# Short exercise
Reproduce all of the data below word for word, leaving out the pictures.

# Records for this task
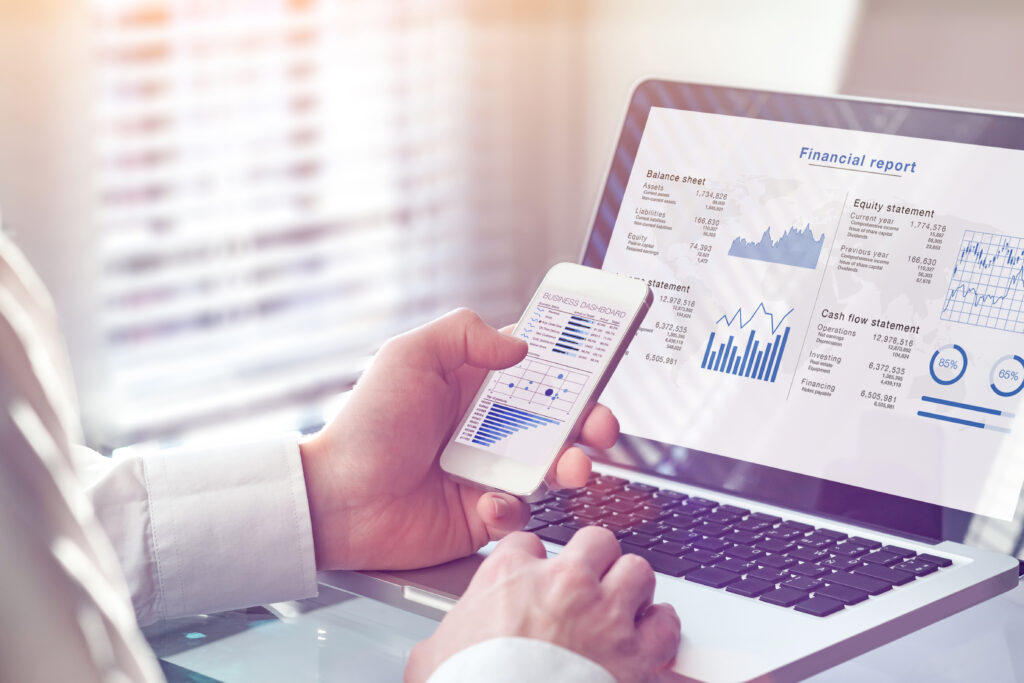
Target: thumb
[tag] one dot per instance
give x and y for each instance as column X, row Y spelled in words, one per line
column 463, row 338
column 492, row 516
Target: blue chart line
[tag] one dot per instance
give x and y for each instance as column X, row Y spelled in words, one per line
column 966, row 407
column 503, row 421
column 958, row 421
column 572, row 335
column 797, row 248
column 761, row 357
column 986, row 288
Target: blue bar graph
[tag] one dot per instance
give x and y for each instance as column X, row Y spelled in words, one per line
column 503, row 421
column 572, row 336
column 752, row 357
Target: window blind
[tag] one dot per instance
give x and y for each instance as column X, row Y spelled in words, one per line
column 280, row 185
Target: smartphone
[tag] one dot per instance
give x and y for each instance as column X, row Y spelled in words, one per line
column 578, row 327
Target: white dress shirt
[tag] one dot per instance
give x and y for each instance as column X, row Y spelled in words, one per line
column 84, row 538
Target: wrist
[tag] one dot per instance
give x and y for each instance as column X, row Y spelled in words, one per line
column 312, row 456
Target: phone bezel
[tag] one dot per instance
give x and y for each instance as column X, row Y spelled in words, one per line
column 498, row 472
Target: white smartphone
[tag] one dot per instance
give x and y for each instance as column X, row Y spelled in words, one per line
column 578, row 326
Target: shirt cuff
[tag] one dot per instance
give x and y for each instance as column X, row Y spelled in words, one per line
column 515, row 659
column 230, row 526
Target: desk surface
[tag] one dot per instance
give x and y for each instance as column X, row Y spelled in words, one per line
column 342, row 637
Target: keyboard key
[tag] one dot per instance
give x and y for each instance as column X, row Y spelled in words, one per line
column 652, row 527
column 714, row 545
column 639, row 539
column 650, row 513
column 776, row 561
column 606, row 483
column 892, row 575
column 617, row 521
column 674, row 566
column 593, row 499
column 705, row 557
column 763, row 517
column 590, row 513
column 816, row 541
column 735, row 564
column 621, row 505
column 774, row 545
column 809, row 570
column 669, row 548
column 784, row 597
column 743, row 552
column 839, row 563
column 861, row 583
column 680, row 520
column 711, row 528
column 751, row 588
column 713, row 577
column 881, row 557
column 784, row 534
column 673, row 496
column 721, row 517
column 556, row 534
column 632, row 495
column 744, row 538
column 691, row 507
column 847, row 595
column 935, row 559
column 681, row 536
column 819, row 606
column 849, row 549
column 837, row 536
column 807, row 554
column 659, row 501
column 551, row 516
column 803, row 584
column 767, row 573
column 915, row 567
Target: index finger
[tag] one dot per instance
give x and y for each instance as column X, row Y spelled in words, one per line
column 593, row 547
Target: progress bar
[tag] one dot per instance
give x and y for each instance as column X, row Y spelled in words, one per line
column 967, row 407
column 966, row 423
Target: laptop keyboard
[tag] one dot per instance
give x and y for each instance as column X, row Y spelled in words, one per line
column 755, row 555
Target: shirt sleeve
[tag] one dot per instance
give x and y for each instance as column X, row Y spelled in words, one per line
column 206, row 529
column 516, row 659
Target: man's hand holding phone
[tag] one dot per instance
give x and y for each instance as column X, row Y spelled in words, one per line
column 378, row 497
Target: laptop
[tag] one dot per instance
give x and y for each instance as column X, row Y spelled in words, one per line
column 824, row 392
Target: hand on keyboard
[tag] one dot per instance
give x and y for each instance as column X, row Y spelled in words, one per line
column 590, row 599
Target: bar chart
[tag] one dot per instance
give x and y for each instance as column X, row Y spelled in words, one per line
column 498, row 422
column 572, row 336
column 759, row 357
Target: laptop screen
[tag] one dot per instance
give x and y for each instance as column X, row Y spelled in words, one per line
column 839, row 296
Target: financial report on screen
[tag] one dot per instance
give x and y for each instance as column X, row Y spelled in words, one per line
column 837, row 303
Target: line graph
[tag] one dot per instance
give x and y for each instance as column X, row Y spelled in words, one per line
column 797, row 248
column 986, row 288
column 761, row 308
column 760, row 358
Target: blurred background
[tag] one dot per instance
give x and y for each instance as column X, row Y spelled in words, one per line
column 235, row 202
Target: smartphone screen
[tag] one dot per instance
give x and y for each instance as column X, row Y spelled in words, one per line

# Full answer
Target: thumb
[tag] one dot per instance
give x and y for each instance as column X, row Y spelled in words, one per line
column 463, row 338
column 492, row 516
Target: blue chart line
[tag] one dot per instance
give x and y for each instance as column X, row Y spelled in words, one per line
column 966, row 407
column 503, row 421
column 958, row 421
column 572, row 335
column 797, row 248
column 761, row 357
column 986, row 288
Target: blue bar graph
[tag] one dot per instance
give x and y for each instance as column X, row Y spelled in words, one per line
column 503, row 421
column 572, row 336
column 752, row 357
Target: window blind
[tag] one dot per instance
give x and y for each instance as column X, row Y spelled in words, one per line
column 280, row 185
Target: smartphone
[tag] one dot per instance
give x and y for each instance as column X, row Y spelled in words, one per line
column 578, row 327
Target: white dress shirt
[tag] one dot per instance
give x and y for each instance as column X, row Y spelled in words, one per line
column 84, row 538
Target: wrist
[tag] one dot per instance
give x and y for each instance as column X, row Y spelled in words, one per line
column 312, row 456
Target: phone bezel
[tag] one dot per instance
give x and y for each instance as column X, row Y spelled in words, one per line
column 498, row 472
Target: white smartphone
[tag] one dot per instance
give x and y for each instance as column X, row Y spelled in words, one per line
column 578, row 326
Target: shirt cuff
[tag] one dot per instance
give x and y for each instance as column X, row Y spelled in words, one per line
column 515, row 659
column 230, row 526
Target: desk surface
[tag] one dot per instance
give x and y for each instance as column X, row Y spelled in words, one per line
column 342, row 637
Target: keyboard key
[tag] one dot per instance
give x and y for each instance as column X, row Y spelled in words, one per line
column 652, row 527
column 714, row 545
column 639, row 539
column 650, row 513
column 776, row 561
column 606, row 483
column 892, row 575
column 617, row 521
column 674, row 566
column 593, row 499
column 705, row 557
column 763, row 517
column 590, row 513
column 816, row 541
column 735, row 564
column 621, row 505
column 774, row 545
column 809, row 570
column 669, row 548
column 784, row 597
column 743, row 552
column 839, row 563
column 861, row 583
column 680, row 520
column 711, row 528
column 751, row 588
column 713, row 577
column 881, row 557
column 784, row 534
column 673, row 496
column 721, row 517
column 556, row 534
column 632, row 495
column 744, row 538
column 691, row 507
column 847, row 595
column 935, row 559
column 681, row 536
column 819, row 606
column 849, row 549
column 837, row 536
column 807, row 554
column 659, row 501
column 551, row 516
column 803, row 584
column 767, row 573
column 915, row 567
Target: index finger
[tag] one dot per instance
give x and y for each instance as column X, row Y spelled in words, one per line
column 593, row 547
Target: progress bar
[tag] one dot per instance
give x and y for each instance as column X, row Y spelled in words, one per line
column 967, row 407
column 966, row 423
Target: laptop keyboard
[tag] one dot per instance
give x and y for each instance as column X, row Y spelled in words, one per line
column 755, row 555
Target: shirt sleeve
[tag] one dot per instance
give x and y for each instance as column X, row Y spelled in words, one per line
column 206, row 529
column 516, row 659
Target: man's hand holding phone
[tag] one dot per instance
give x and y for each instance as column X, row Y spelled in words, one per line
column 378, row 497
Target: laptop
[tag] one dot per instance
give x and y for each instance as column X, row Y spelled in words, one per line
column 824, row 392
Target: hand on keyboard
[tag] one dot per instance
give x and y for each instance as column X, row Y spelled in words, one per line
column 590, row 599
Target: bar chart
[tag] one dot per instance
give x and y for each instance as column X, row Y spelled in words, one per line
column 498, row 422
column 572, row 336
column 759, row 357
Target: laptop screen
[tag] one dot per instance
give x and y for each instance as column X, row Y spelled in words, one per line
column 839, row 296
Target: financial report on screen
[tag] one dot per instance
give x and y for each instance as column X, row Y spelled in words, one per line
column 837, row 303
Target: line graph
[tag] one dot per instance
give x and y for each instance as column X, row Y spelled in words, one per line
column 797, row 248
column 986, row 288
column 761, row 308
column 760, row 358
Target: blurred background
[tag] one dot per instance
give x and y for each instance as column X, row Y spelled in words, one per line
column 235, row 202
Target: smartphone screen
[tag] one dot per instance
give x and y for each instance as column X, row Y spelled in words, one per line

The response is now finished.